_PROMPT_: Extract every line in the rows below that contains the string "metal". Matching is case-sensitive.

_EXERCISE MATERIALS_:

====================

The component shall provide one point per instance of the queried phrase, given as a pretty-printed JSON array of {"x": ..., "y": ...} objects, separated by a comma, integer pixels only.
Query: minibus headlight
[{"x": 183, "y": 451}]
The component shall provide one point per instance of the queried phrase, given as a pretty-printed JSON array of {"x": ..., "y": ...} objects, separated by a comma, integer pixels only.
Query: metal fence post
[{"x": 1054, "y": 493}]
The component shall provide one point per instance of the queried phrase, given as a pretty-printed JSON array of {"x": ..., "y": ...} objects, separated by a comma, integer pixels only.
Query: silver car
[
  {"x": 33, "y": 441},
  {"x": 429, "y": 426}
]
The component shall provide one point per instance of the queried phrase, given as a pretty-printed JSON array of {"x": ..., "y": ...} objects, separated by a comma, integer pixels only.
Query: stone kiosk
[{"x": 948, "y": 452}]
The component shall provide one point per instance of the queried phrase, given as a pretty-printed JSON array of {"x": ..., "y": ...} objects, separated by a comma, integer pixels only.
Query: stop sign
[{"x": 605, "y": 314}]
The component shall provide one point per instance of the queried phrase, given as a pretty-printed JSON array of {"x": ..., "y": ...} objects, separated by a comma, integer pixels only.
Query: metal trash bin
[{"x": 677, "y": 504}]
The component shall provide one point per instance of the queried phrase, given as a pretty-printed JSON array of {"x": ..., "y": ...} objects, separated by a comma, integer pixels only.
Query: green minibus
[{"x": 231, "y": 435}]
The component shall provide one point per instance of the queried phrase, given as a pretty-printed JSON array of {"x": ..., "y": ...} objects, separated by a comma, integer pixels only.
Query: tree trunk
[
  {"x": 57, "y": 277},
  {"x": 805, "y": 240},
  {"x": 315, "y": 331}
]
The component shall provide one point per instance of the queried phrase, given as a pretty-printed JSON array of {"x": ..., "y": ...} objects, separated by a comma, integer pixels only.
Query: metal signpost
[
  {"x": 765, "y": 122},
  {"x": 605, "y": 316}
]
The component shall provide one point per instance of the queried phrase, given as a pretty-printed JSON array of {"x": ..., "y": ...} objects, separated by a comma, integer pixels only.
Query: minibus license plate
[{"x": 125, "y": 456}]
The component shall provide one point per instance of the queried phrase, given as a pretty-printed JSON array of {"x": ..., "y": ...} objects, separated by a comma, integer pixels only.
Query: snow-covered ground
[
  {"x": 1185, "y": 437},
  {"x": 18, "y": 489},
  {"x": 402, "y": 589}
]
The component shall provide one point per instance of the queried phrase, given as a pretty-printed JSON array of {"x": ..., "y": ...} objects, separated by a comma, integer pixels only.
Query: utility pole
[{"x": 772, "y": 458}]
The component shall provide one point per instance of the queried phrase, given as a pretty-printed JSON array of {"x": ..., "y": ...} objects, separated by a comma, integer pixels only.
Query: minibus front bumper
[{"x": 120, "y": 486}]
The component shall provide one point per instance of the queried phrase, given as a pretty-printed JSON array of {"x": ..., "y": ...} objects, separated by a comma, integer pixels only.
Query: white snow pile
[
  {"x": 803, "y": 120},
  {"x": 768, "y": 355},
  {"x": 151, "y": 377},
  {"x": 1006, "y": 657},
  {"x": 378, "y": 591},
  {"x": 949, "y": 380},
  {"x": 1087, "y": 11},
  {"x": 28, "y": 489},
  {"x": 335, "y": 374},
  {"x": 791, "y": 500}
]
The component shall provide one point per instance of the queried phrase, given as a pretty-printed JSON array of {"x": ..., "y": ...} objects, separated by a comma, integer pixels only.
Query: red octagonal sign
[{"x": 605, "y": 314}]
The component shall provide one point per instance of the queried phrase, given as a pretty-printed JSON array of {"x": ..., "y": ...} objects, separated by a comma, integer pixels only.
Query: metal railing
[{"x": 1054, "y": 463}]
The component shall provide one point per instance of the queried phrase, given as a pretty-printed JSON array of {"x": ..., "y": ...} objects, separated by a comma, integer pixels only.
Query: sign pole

====================

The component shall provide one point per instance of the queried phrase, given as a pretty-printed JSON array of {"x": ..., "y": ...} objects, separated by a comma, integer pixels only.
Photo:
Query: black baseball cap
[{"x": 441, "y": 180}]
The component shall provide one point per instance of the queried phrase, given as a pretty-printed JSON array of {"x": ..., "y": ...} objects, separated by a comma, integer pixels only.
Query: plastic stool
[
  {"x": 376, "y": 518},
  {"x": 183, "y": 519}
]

====================

_WORKED ANSWER_:
Query: metal fence post
Query: metal trash bin
Query: metal signpost
Query: metal railing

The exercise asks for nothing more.